+++ Material supplied +++
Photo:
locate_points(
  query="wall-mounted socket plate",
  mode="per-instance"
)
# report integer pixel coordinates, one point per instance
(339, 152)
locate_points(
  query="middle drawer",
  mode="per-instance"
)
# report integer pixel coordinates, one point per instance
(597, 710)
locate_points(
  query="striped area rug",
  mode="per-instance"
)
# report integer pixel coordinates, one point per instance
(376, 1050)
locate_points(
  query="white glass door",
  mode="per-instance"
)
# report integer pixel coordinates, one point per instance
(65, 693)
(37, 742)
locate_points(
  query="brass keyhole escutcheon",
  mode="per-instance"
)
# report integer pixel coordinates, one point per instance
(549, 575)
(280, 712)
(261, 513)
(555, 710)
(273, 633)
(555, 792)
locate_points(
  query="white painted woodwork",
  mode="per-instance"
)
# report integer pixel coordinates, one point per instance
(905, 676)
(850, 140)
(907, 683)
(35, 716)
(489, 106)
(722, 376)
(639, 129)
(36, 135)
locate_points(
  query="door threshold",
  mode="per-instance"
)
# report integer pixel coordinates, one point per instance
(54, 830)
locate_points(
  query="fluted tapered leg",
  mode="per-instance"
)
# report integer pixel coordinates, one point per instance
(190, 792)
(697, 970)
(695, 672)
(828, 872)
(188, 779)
+++
+++ Material supplied +++
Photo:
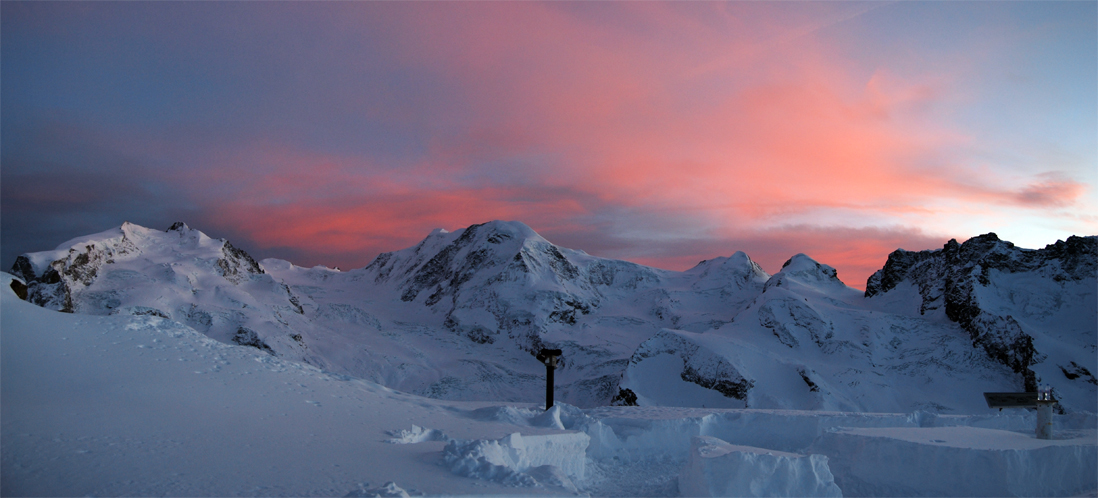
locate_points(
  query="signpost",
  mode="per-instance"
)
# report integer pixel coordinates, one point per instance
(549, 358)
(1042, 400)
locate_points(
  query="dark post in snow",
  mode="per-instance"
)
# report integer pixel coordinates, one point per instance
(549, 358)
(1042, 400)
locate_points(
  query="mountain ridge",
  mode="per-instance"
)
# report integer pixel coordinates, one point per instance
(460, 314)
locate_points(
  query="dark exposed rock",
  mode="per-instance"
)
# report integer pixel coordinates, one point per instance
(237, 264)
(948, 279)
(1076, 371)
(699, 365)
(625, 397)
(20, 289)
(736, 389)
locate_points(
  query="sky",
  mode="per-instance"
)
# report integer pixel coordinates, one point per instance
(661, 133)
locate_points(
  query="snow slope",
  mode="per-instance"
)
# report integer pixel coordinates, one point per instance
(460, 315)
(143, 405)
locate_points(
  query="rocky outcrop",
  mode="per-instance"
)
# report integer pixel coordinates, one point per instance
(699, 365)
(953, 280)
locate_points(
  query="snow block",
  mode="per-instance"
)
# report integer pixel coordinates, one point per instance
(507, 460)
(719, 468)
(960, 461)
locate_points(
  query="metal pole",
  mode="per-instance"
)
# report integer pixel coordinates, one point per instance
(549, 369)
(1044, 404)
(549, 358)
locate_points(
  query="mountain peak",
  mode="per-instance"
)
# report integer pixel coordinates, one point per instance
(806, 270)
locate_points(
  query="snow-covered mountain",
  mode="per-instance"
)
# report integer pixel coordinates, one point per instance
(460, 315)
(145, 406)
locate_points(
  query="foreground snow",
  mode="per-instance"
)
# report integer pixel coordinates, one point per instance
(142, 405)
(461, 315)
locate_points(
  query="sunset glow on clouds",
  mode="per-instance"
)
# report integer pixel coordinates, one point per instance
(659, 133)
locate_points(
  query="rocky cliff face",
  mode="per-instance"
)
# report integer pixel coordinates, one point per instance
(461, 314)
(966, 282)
+++
◆ What you will do:
Lines containing the word "rocky" in the entries above should be counted, and only that number given.

◆ Solved problem:
2